Recorded data:
══════════

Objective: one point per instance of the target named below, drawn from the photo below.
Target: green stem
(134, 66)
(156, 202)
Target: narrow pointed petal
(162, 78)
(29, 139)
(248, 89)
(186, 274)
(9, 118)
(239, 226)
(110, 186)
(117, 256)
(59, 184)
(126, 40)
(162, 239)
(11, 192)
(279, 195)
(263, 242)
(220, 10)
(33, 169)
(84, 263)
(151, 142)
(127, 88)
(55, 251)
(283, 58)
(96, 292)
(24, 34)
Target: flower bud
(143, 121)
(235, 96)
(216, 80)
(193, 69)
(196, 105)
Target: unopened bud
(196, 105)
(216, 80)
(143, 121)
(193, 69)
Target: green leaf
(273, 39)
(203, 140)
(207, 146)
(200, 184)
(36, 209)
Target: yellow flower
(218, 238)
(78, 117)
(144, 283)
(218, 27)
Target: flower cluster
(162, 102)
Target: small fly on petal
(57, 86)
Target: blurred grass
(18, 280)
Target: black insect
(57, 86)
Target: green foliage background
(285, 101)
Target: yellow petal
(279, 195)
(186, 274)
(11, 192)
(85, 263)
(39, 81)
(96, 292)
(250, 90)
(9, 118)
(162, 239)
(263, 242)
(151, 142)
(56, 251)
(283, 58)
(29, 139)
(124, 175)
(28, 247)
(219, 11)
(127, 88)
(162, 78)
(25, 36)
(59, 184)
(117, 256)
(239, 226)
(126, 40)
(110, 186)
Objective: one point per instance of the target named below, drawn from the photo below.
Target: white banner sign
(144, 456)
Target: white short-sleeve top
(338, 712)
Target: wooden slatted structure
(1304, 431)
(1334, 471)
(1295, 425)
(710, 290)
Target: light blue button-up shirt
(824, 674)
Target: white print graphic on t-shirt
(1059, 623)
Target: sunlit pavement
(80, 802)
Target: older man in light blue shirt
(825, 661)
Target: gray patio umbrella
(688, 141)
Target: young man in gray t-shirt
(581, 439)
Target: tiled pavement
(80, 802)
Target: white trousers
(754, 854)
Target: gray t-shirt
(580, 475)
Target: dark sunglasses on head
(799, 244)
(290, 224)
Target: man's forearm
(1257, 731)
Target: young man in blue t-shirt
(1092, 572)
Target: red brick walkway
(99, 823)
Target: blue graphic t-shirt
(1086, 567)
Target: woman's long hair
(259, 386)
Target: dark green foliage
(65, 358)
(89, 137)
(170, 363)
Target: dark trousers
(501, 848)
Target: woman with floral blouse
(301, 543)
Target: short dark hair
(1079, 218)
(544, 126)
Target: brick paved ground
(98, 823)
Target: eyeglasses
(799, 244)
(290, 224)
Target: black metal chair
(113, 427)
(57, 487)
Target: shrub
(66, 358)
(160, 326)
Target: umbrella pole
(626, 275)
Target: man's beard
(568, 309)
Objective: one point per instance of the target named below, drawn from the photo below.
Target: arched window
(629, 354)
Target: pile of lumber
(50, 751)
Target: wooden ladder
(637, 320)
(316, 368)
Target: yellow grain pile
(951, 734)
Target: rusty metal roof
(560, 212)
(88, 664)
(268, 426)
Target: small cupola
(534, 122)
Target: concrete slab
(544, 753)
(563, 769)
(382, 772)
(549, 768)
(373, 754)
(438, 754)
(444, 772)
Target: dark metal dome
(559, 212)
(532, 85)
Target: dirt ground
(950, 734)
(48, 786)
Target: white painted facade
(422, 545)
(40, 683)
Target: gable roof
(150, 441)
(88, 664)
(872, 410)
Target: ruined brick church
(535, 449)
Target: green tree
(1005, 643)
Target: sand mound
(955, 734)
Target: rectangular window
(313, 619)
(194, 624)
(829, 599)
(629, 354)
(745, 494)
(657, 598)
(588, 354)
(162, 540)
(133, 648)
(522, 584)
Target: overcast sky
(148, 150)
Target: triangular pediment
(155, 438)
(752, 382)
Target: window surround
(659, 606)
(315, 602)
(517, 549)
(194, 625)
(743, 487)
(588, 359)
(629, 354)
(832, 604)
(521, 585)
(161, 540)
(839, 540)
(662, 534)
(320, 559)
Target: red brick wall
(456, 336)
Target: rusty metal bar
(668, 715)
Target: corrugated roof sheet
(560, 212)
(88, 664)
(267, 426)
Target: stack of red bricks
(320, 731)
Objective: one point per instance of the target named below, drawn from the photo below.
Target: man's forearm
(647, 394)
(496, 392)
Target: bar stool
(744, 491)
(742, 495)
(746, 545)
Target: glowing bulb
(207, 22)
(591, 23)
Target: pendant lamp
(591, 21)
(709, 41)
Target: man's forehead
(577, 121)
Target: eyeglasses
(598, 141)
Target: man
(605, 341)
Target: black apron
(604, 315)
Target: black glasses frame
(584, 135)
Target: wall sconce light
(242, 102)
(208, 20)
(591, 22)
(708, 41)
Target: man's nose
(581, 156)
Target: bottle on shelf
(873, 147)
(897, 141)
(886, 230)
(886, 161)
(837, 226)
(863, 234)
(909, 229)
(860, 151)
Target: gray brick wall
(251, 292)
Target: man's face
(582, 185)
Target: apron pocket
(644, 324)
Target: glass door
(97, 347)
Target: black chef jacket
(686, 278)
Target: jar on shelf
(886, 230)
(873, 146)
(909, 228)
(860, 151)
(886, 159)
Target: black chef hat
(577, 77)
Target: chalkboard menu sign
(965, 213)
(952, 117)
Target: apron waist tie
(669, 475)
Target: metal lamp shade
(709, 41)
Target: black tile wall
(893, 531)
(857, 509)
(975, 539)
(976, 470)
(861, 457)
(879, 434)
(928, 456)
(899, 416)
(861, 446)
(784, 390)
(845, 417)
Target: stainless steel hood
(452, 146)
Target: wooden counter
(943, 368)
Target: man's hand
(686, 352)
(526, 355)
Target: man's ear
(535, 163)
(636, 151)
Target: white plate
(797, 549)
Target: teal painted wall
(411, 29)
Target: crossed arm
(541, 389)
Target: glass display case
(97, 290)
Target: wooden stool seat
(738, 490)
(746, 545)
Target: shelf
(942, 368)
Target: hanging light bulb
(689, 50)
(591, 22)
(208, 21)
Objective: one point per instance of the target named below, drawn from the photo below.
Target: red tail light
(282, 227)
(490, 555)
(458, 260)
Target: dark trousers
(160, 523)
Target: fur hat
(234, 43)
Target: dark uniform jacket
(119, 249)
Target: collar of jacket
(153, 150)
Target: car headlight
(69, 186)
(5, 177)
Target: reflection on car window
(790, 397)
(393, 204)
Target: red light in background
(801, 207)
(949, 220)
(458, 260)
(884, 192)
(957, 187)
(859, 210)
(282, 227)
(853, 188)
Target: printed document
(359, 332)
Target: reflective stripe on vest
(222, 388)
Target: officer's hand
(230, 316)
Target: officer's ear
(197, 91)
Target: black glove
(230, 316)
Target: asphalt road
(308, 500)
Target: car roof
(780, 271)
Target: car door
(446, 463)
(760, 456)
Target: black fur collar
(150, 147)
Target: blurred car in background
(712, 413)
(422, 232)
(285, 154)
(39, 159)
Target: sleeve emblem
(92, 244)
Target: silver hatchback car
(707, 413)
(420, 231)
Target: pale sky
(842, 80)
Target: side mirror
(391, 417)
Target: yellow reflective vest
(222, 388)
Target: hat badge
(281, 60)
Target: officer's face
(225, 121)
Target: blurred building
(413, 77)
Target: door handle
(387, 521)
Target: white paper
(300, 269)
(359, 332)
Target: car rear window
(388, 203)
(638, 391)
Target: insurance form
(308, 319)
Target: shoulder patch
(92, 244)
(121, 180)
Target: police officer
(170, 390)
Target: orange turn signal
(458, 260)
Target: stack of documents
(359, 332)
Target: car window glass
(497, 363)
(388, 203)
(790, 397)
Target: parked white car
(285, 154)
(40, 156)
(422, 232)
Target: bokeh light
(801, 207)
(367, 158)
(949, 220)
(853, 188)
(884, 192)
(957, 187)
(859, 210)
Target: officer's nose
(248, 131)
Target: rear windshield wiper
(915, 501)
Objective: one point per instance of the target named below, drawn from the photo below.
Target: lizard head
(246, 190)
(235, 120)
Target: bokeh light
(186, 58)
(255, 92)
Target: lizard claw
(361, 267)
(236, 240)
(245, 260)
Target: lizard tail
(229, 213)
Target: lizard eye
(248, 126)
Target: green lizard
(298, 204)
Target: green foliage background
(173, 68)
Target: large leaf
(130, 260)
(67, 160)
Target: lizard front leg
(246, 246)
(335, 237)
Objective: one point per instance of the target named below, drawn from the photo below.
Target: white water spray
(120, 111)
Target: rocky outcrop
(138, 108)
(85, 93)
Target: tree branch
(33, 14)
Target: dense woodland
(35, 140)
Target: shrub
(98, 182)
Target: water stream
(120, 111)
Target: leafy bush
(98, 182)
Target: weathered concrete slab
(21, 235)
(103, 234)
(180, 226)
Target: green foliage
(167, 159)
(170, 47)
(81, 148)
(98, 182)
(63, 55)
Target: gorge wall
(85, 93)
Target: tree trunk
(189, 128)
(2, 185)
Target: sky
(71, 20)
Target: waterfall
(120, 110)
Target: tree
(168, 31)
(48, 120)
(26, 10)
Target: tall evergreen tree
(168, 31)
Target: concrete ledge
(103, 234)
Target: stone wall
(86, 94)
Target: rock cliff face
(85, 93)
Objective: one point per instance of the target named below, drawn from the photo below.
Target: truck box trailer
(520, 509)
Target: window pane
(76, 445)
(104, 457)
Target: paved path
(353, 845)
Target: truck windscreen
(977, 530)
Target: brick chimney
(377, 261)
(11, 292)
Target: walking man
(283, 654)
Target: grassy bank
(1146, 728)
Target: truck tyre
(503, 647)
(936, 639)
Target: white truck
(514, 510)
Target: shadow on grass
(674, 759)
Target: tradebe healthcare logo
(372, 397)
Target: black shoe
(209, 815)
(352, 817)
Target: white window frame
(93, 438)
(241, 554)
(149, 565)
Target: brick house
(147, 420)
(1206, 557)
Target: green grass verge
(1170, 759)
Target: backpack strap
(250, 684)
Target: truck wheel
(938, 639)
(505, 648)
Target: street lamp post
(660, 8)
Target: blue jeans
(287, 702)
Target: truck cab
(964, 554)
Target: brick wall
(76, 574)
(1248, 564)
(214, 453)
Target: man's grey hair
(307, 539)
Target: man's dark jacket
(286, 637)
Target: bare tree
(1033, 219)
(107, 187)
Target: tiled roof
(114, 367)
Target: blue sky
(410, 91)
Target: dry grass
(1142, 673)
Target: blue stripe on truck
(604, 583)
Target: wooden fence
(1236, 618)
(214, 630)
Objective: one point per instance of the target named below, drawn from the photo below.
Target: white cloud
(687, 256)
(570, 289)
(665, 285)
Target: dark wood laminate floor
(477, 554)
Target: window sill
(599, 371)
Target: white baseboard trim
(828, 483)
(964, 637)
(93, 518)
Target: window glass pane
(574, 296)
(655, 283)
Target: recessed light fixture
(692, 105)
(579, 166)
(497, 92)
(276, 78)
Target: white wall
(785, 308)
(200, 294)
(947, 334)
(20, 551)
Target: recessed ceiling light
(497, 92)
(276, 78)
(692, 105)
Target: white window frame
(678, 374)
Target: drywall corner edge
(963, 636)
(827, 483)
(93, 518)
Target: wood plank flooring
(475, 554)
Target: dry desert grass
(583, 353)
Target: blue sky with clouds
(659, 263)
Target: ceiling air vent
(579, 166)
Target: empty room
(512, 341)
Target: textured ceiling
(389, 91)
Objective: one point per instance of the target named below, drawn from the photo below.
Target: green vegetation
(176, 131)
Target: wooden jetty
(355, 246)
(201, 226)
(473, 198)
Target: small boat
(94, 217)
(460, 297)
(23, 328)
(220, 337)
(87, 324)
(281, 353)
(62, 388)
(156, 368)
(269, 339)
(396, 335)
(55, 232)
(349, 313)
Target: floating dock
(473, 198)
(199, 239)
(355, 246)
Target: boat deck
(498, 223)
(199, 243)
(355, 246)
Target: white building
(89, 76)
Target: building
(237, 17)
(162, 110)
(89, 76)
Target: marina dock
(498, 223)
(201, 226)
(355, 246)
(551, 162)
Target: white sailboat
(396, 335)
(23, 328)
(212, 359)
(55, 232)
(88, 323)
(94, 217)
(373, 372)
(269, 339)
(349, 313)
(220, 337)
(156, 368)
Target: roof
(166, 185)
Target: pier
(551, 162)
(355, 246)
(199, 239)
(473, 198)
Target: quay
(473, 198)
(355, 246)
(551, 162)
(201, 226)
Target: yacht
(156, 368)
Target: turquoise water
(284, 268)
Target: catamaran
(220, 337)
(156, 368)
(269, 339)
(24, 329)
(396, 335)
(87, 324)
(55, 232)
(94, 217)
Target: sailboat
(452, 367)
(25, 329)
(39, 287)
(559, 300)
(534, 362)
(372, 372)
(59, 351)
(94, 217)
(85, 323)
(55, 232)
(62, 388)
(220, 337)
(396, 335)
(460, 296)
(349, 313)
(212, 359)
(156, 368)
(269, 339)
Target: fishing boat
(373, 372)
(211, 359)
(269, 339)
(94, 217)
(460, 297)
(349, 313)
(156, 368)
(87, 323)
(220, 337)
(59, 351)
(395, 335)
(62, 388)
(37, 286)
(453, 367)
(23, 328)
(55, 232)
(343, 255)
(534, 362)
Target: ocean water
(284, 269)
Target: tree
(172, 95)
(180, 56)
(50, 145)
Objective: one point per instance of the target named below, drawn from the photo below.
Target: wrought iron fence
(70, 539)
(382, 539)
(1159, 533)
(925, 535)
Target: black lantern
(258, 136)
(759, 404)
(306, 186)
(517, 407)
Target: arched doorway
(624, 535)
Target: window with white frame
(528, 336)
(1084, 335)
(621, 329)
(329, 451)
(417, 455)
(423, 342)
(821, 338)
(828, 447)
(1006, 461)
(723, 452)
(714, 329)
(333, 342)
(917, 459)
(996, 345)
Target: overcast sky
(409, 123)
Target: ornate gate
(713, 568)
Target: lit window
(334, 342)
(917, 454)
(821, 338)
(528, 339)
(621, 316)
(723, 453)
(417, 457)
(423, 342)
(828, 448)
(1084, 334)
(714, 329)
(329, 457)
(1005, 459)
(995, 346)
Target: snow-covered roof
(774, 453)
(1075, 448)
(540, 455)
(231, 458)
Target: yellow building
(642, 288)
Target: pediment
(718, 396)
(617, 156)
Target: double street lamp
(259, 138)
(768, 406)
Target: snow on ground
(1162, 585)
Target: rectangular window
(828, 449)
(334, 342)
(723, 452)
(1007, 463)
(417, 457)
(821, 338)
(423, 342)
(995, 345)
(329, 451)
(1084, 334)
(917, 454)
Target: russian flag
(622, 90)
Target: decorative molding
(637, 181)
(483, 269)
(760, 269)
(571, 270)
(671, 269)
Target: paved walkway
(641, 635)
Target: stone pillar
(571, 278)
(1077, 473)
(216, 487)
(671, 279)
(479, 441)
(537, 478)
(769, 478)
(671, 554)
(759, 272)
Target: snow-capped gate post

══════════

- [WHAT NEEDS TO BE DONE]:
Give back the lines of the listing from the one with "Target: roof" through the end, both included, exactly as written and with nothing added.

- [TASK RESPONSE]:
Target: roof
(166, 185)
Target: pier
(551, 162)
(355, 246)
(199, 239)
(473, 198)
Target: quay
(473, 198)
(355, 246)
(551, 162)
(201, 226)
Target: yacht
(156, 368)
Target: turquoise water
(284, 268)
Target: catamaran
(220, 337)
(156, 368)
(269, 339)
(24, 329)
(396, 335)
(87, 324)
(55, 232)
(94, 217)
Target: sailboat
(452, 367)
(25, 329)
(39, 287)
(559, 300)
(534, 362)
(372, 372)
(59, 351)
(94, 217)
(85, 323)
(55, 232)
(62, 388)
(220, 337)
(396, 335)
(460, 296)
(349, 313)
(212, 359)
(156, 368)
(269, 339)
Target: fishing boat
(373, 372)
(211, 359)
(269, 339)
(94, 217)
(460, 297)
(349, 313)
(156, 368)
(87, 323)
(220, 337)
(59, 351)
(395, 335)
(62, 388)
(37, 286)
(453, 367)
(23, 328)
(55, 232)
(343, 255)
(534, 362)
Target: ocean water
(284, 269)
Target: tree
(172, 95)
(180, 56)
(50, 145)
Objective: one point per instance of the target named below, drawn from the photo below.
Target: wrought iron fence
(70, 539)
(382, 539)
(1159, 533)
(925, 535)
Target: black lantern
(258, 136)
(759, 404)
(306, 186)
(517, 407)
Target: arched doorway
(624, 535)
Target: window with white frame
(528, 336)
(1084, 335)
(621, 329)
(329, 451)
(417, 455)
(423, 342)
(821, 338)
(828, 447)
(1006, 461)
(723, 452)
(714, 329)
(333, 342)
(917, 459)
(996, 345)
Target: overcast sky
(409, 123)
Target: ornate gate
(713, 568)
Target: lit window
(334, 342)
(917, 454)
(821, 338)
(528, 339)
(621, 316)
(723, 453)
(417, 457)
(423, 342)
(828, 448)
(1084, 334)
(714, 329)
(329, 457)
(1005, 459)
(995, 346)
Target: snow-covered roof
(774, 453)
(1075, 448)
(540, 455)
(231, 458)
Target: yellow building
(642, 288)
Target: pediment
(718, 396)
(617, 156)
Target: double street lamp
(259, 138)
(768, 406)
Target: snow on ground
(1162, 585)
Target: rectangular window
(828, 449)
(334, 342)
(723, 452)
(1007, 463)
(417, 457)
(821, 338)
(423, 342)
(995, 345)
(329, 451)
(1084, 334)
(917, 454)
Target: russian flag
(622, 90)
Target: decorative molding
(637, 181)
(483, 269)
(760, 269)
(571, 270)
(671, 269)
Target: paved walkway
(641, 635)
Target: stone pillar
(571, 278)
(1077, 473)
(216, 487)
(671, 279)
(479, 441)
(537, 478)
(769, 478)
(671, 554)
(759, 272)
Target: snow-capped gate post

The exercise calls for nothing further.